*Text shown*:
§ §

The Behavioral Change Plan

How effective have performance reviews been in your organization? After reviewing the performance review, it seems as though this process does very little in regards to actually affecting behavioral change. It’s like the old saying, “you have to want to change … you can’t make someone change”. In an article from Chief Learning author David Maxfield, how to have an influence over behavioral change is addressed.

Changing your employees’ behaviors isn’t just a job, it effects the organization’s productivity and reduces spending and costs. The leading tactic in behavioral change has been the performance review … but that hasn’t proved itself to be very effective. Every year, managers explain to employees how they need to change, then the employee buys into the ‘being better’ (i.e.: incentives) idea but still fails to actually change. What gives?

Here are a few findings from VitalSmart’s 2009 Lake Wobegon at Work study and this year’s Career-Limiting Habits study:

1. Most employees have unrealistically high opinions of their performance, are surprised by negative feedback, don’t believe they get clear feedback on what they should do, and believe their boss is holding them back.

2. Employees’ top five career-limiting habits (CLHs) are unreliability, “it’s not my job,” procrastination, resistance to change and negative attitudes.

3. Seventy percent of employees who are aware their boss is unhappy with their performance can’t verbalize what they are doing wrong or how they are going to change.

It is very common that even after not-so-hot performance reviews, employees have a hard time changing their behaviors. Analyzing data about top performers to differentiate what they do differently from other employees has given a little insight into this conundrum. A few behaviors that these top-performers posses include that a) they know their stuff, b) they focus on the right stuff, and c) they build a reputation for being helpful. Under-performers can enhance their facade by adding these behaviors to their work environment repertoires.

§ §

*Data shown*:
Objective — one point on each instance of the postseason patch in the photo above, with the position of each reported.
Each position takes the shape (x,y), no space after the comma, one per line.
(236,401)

§ §

*Written problem A*:
In the behavioral change text, what percentage of employees who know their boss is unhappy with their performance can't say what they are doing wrong or how they will change?
*Written problem B*:
Rewrite the behavioral change text between "How effective have" and "change. What gives?", inclusive, swapping "managers" for "supervisors".

*Full solution A*:
Seventy percent.

*Full solution B*:
How effective have performance reviews been in your organization? After reviewing the performance review, it seems as though this process does very little in regards to actually affecting behavioral change. It’s like the old saying, “you have to want to change … you can’t make someone change”. In an article from Chief Learning author David Maxfield, how to have an influence over behavioral change is addressed.

Changing your employees’ behaviors isn’t just a job, it effects the organization’s productivity and reduces spending and costs. The leading tactic in behavioral change has been the performance review … but that hasn’t proved itself to be very effective. Every year, supervisors explain to employees how they need to change, then the employee buys into the ‘being better’ (i.e.: incentives) idea but still fails to actually change. What gives?